DOCUMENT.

I Wish SQL Server Warned About Hard-Coded Estimates.

Last Updated 2 years ago

I wish we got a yellow bang on execution plans when SQL Server was making up an estimate out of thin air.

I’ll give you an example: if you compare two columns on the same table, looking to find rows where they’re equal, SQL Server has a hard-coded estimate that 10% of the rows will match.

I’ll query the Stack Overflow database’s Users table to find people whose DisplayName is the same as their Location. To give SQL Server a fighting chance at estimation, I’ll create indexes on both columns, in both orders, just to preemptively head off the folks in the comments section who will suggest it’s a stats problem:

CREATE INDEX DisplayName_Location
	ON dbo.Users(DisplayName, Location);
CREATE INDEX Location_DisplayName
	ON dbo.Users(Location, DisplayName);
GO
SELECT COUNT(*)
FROM dbo.Users
WHERE DisplayName = Location;

CREATE INDEX DisplayName_Location

ON dbo.Users(DisplayName, Location);

CREATE INDEX Location_DisplayName

ON dbo.Users(Location, DisplayName);

SELECT COUNT(*)

FROM dbo.Users

WHERE DisplayName = Location;

Look at the far right operator of the actual execution plan and compare estimated versus actual rows:

SQL Server brought back 243 rows of an estimated 891,751:

That 891,751 sounds awfully scientific, doesn’t it? Like SQL Server put some serious thought into it? Well, that idealistic dream is shattered when you discover that the full table size just so happens to be 8,917,507 rows:

SQL Server’s estimating that exactly 10% of the rows will have a matching DisplayName and Location. That’s a ridiculous, completely made-up number that has no bearing on reality.

STORED ROWS.
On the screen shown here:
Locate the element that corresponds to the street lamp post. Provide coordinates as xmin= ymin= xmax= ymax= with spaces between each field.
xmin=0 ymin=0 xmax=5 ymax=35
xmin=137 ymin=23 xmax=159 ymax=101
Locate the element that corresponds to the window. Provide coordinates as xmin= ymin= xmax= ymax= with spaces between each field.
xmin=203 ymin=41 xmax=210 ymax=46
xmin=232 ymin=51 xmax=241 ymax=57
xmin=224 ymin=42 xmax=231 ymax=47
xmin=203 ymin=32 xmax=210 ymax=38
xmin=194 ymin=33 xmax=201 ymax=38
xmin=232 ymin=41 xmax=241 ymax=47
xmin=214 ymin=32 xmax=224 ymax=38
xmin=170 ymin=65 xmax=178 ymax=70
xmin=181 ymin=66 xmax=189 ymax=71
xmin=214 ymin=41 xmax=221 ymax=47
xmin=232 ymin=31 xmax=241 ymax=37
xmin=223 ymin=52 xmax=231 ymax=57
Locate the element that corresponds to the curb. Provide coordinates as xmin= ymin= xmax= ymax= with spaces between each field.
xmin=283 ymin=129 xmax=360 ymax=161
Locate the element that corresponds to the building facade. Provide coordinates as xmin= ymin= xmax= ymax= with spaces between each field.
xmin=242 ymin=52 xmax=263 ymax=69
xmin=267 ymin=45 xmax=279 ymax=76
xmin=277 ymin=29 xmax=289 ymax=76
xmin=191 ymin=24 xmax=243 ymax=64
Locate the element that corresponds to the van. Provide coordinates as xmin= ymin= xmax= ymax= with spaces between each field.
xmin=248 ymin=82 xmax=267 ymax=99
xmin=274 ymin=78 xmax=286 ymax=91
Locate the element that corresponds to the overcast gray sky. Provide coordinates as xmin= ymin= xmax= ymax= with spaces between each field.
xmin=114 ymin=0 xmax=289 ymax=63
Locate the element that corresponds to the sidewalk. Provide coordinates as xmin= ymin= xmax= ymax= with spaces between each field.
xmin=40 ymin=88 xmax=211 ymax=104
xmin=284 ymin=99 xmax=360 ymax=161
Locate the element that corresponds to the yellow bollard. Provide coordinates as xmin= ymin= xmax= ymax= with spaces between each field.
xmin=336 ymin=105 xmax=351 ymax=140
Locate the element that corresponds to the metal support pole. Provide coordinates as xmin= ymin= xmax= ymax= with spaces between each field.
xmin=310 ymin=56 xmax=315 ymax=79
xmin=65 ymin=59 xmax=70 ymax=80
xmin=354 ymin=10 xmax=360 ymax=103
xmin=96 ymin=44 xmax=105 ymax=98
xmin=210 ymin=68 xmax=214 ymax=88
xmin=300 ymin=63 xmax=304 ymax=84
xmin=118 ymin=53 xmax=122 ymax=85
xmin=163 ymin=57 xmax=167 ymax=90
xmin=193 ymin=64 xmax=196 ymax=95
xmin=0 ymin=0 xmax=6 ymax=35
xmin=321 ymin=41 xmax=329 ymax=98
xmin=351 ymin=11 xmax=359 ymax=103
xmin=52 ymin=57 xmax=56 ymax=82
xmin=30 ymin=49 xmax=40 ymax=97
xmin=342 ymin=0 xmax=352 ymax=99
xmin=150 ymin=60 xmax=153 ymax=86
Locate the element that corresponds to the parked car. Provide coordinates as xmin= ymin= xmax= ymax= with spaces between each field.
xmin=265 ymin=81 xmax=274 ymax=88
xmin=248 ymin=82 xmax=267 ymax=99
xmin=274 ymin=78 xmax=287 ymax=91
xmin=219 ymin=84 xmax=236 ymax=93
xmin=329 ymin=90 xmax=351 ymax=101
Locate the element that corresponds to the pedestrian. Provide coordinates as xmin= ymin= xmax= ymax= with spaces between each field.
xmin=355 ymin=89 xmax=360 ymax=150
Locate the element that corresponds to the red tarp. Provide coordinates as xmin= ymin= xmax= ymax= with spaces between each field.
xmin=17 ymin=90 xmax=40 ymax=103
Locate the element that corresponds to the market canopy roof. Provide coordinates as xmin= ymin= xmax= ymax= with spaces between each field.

PARTS OF THE EXERCISE.
A) Answer these questions from the post on SQL Server estimates:
(i) What share of rows does SQL Server assume will match when two columns on the same table are compared for equality?
(ii) How many rows did the query actually return?
(iii) How many rows are in the full Users table?
B) Repeat word for word the stretch from "SQL Server’s estimating" through "bearing on reality." in the post on SQL Server estimates.

RESPONSES TO THE TASKS.
A)
(i) 10%
(ii) 243
(iii) 8,917,507

B)
SQL Server’s estimating that exactly 10% of the rows will have a matching DisplayName and Location. That’s a ridiculous, completely made-up number that has no bearing on reality.